Data in this exercise:
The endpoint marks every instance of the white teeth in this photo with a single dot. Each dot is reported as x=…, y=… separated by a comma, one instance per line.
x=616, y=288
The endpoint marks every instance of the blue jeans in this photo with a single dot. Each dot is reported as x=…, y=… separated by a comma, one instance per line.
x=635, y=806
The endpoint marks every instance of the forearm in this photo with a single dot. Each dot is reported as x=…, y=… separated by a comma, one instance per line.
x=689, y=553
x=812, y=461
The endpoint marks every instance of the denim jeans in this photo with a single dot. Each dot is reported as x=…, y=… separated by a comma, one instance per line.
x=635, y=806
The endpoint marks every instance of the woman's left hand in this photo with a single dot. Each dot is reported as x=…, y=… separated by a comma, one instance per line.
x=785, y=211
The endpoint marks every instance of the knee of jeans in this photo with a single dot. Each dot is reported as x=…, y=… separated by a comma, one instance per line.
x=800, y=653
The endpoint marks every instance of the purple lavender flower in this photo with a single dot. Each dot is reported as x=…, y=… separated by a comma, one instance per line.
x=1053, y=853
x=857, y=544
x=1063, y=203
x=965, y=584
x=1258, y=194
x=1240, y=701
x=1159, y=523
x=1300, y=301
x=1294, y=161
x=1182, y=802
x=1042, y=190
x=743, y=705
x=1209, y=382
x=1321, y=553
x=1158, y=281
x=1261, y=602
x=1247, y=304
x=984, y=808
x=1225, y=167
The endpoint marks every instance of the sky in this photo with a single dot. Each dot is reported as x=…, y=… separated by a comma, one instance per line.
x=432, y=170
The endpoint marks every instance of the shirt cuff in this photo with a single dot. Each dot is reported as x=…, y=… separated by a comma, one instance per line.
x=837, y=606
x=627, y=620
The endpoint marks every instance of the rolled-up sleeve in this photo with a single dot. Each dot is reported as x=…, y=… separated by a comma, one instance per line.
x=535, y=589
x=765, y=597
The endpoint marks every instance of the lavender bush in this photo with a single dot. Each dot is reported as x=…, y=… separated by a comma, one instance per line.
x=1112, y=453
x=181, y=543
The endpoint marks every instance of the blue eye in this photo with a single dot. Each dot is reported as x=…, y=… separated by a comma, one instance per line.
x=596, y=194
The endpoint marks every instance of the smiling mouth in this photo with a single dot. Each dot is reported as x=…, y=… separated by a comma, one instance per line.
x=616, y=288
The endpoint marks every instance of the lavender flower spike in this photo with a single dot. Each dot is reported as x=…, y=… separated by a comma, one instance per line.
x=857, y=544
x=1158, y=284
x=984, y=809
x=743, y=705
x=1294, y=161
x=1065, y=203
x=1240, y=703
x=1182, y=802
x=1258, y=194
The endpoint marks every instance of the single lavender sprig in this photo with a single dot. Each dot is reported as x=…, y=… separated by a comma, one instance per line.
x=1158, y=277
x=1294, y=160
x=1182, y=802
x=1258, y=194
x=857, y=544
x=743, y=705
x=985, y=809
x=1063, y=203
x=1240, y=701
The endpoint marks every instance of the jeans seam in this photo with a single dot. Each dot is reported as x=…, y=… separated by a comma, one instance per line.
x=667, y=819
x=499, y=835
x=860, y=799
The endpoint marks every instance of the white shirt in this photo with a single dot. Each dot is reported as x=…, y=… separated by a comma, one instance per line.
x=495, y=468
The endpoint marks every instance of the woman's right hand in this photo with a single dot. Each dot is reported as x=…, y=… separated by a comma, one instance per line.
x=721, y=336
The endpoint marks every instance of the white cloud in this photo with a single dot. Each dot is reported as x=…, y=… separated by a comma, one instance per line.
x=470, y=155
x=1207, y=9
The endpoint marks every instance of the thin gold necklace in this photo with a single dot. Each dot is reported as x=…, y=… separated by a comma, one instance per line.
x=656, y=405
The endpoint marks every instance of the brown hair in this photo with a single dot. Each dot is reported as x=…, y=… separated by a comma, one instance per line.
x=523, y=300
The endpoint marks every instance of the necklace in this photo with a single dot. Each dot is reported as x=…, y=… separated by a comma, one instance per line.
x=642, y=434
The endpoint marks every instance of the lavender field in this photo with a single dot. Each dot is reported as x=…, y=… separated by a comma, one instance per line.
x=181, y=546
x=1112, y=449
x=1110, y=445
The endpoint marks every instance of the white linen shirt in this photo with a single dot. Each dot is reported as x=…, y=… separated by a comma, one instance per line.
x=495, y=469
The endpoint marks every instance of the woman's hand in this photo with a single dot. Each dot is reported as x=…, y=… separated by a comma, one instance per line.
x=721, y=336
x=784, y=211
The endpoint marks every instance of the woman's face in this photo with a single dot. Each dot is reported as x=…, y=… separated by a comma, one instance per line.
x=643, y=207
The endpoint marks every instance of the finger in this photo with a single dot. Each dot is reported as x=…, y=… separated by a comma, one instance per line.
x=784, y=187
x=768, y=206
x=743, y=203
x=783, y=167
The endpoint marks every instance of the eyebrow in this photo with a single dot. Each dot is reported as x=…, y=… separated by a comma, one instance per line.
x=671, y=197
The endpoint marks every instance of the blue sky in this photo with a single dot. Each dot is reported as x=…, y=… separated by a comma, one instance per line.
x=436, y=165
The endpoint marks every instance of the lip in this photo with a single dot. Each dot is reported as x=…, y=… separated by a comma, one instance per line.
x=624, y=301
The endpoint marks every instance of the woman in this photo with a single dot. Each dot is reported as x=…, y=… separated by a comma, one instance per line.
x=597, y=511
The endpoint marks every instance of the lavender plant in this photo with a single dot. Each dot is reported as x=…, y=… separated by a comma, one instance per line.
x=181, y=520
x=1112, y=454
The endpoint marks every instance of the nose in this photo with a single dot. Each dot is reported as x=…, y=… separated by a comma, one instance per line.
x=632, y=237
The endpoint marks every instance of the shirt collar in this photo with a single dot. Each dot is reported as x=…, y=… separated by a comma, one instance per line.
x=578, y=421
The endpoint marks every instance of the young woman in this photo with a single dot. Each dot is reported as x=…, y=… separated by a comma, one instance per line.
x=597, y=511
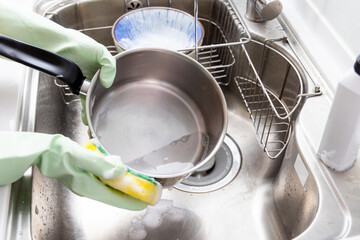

What you should do: Report how many lines of the listing above contain the string "flower", treating uppercase and lowercase as different. Give only the number.

Exercise answer: 2